**WHAT IS EXPECTED**
Whenever the word "desk" turns up in a line of the data below, copy that line.

--- EXERCISE INPUTS Enclosed Below ---

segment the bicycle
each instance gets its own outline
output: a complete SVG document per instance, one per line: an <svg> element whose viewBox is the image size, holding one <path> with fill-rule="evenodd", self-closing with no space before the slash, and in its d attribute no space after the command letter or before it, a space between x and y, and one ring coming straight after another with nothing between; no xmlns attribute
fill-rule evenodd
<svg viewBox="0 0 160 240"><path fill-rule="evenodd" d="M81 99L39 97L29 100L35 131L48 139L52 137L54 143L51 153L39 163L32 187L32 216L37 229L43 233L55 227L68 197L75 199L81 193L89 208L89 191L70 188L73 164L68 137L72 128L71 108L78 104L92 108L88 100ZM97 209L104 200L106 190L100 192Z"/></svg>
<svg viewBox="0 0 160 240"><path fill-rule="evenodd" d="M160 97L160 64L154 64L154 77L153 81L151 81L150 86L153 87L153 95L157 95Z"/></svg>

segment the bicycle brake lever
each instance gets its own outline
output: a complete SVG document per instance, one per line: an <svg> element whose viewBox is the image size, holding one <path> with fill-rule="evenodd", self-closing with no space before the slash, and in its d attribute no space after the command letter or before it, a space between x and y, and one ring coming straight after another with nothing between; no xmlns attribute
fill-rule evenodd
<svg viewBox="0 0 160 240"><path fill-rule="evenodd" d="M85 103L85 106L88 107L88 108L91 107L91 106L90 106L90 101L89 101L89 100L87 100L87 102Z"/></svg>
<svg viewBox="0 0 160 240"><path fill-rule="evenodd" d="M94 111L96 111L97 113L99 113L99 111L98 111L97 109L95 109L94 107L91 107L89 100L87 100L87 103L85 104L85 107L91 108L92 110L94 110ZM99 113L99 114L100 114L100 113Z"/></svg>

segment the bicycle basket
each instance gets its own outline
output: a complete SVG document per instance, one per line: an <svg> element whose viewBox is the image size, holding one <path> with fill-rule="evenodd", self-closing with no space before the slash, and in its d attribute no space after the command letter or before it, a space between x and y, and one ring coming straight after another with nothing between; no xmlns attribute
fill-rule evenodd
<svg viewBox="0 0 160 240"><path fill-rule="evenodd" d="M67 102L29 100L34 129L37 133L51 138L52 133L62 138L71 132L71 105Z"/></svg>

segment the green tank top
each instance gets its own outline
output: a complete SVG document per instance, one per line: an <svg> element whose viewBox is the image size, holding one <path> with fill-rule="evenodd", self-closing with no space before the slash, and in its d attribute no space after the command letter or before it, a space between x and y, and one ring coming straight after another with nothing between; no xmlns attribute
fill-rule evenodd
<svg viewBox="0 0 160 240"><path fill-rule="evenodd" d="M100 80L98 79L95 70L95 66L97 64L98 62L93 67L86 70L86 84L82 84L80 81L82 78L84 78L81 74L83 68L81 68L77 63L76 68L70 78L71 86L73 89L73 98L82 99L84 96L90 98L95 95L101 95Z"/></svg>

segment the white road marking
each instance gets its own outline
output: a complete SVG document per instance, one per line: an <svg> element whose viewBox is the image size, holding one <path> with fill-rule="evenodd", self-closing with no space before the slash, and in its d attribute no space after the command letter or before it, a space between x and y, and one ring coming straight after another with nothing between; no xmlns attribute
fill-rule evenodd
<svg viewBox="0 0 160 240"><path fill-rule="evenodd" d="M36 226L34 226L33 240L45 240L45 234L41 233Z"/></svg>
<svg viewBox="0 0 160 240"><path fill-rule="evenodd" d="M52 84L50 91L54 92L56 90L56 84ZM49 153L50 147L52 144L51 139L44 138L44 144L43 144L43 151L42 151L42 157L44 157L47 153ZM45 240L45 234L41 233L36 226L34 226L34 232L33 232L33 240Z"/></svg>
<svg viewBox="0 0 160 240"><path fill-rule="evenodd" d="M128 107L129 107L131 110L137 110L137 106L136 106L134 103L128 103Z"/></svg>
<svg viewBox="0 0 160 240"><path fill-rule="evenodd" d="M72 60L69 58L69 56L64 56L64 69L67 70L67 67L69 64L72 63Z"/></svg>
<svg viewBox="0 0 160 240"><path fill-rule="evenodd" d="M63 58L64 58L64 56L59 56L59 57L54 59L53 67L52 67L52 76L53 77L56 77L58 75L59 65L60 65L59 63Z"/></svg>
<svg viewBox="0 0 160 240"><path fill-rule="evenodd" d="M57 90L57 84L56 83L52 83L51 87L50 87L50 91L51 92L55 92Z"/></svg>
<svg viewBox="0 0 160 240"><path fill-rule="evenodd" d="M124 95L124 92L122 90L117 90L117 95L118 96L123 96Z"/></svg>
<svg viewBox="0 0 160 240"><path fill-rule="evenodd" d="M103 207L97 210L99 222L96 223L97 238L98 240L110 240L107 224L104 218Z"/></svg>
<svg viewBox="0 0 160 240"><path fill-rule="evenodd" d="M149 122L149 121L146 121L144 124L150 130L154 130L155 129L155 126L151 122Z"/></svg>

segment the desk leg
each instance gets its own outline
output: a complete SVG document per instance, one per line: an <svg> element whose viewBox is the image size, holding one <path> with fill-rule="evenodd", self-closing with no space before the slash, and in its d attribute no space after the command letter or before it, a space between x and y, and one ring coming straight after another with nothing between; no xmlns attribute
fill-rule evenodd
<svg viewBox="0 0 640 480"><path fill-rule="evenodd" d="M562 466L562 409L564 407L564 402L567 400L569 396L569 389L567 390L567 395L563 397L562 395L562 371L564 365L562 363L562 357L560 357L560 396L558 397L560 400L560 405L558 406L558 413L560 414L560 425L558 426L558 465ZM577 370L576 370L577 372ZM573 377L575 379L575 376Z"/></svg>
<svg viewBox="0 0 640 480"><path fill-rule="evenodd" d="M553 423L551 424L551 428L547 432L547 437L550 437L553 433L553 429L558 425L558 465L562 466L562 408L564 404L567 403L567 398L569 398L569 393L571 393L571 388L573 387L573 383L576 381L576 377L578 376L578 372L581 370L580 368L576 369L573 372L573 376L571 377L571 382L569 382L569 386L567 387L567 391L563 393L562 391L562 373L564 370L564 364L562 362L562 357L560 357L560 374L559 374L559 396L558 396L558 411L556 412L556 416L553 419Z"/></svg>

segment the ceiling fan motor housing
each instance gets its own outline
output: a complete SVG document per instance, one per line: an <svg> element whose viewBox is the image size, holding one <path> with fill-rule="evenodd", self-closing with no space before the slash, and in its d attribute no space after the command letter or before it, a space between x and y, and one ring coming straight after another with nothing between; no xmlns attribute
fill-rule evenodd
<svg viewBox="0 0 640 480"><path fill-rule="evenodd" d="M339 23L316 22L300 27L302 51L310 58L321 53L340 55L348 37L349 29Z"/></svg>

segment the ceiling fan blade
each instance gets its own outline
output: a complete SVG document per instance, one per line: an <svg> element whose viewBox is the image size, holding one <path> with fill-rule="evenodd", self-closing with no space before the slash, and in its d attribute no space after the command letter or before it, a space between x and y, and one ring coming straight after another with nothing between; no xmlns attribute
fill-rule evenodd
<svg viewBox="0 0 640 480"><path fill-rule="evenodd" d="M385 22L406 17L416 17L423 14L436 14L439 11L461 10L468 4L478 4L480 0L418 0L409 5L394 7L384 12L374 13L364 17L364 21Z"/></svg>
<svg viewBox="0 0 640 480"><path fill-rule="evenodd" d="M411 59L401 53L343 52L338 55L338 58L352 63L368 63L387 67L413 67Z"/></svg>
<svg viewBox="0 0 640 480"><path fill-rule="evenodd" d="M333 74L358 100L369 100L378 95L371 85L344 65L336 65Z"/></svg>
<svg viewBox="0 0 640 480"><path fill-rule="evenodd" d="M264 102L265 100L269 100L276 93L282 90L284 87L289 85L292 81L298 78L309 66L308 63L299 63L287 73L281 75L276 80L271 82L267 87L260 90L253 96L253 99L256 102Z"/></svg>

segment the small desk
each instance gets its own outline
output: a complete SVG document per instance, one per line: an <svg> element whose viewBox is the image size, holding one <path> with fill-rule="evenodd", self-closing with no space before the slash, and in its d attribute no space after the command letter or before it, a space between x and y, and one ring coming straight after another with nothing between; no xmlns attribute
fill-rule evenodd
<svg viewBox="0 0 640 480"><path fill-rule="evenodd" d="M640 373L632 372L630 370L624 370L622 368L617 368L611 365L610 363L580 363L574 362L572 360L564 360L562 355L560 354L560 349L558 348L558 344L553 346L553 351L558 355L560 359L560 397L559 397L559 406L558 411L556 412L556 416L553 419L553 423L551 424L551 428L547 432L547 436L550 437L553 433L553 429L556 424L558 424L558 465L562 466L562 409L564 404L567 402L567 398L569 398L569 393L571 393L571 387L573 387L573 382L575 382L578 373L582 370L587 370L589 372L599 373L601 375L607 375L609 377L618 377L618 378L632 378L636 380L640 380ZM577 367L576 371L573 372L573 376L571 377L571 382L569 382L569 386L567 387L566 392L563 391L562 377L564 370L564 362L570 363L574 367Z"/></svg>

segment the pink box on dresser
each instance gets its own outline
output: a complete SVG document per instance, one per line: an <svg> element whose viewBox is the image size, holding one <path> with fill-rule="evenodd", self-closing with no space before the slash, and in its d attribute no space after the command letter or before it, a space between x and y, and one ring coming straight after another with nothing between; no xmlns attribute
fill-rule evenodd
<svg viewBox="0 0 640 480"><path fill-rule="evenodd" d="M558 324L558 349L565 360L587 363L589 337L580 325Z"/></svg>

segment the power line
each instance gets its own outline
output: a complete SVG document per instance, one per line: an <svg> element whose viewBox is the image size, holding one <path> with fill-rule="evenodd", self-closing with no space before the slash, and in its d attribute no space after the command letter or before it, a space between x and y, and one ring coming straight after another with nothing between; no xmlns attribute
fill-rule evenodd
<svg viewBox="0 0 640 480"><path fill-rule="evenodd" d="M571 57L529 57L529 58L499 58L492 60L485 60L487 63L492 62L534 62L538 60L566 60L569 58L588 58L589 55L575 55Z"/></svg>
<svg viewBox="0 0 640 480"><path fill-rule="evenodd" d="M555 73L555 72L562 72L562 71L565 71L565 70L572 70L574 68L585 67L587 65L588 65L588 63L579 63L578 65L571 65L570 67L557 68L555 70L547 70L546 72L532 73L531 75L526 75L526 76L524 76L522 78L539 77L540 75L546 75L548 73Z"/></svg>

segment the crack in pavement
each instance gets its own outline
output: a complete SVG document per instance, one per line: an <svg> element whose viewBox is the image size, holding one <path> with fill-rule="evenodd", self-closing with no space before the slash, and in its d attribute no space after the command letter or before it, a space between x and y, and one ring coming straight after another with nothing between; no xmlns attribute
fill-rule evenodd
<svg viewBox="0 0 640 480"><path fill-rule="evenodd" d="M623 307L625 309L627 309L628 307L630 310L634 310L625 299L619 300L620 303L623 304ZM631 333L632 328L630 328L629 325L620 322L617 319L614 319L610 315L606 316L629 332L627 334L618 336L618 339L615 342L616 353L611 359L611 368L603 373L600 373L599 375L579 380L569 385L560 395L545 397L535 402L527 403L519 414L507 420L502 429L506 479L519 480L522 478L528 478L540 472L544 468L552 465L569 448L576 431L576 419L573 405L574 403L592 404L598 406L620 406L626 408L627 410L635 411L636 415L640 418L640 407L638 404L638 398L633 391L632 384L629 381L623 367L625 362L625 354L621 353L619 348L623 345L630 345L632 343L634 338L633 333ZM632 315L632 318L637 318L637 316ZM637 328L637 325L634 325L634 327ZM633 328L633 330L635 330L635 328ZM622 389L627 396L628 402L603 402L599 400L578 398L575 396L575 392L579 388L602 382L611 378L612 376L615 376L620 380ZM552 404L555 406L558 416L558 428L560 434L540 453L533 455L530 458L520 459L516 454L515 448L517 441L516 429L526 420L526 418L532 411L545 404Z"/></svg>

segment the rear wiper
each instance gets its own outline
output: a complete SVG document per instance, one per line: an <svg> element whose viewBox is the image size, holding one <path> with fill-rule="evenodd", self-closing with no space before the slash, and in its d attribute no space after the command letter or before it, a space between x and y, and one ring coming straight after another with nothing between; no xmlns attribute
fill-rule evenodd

--- End of Enclosed EXERCISE INPUTS ---

**THE ANSWER**
segment the desk leg
segment the small desk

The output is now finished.